(Beginning of Data provided)
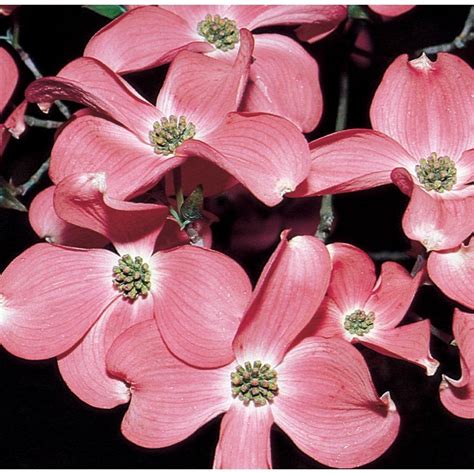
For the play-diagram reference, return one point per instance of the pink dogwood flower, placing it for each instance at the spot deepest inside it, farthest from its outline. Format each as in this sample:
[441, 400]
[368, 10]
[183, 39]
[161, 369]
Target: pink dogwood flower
(End of Data provided)
Prompt
Every record must be copied exactly, with images dropped from the result.

Answer for the task
For the play-diagram reference, return one point per instance of the pink dogwood flower, placing it for each instance at the spot deepest inside it, farthest from its outline. Format each as in this sample:
[441, 400]
[368, 10]
[183, 39]
[161, 369]
Target: pink dogwood flower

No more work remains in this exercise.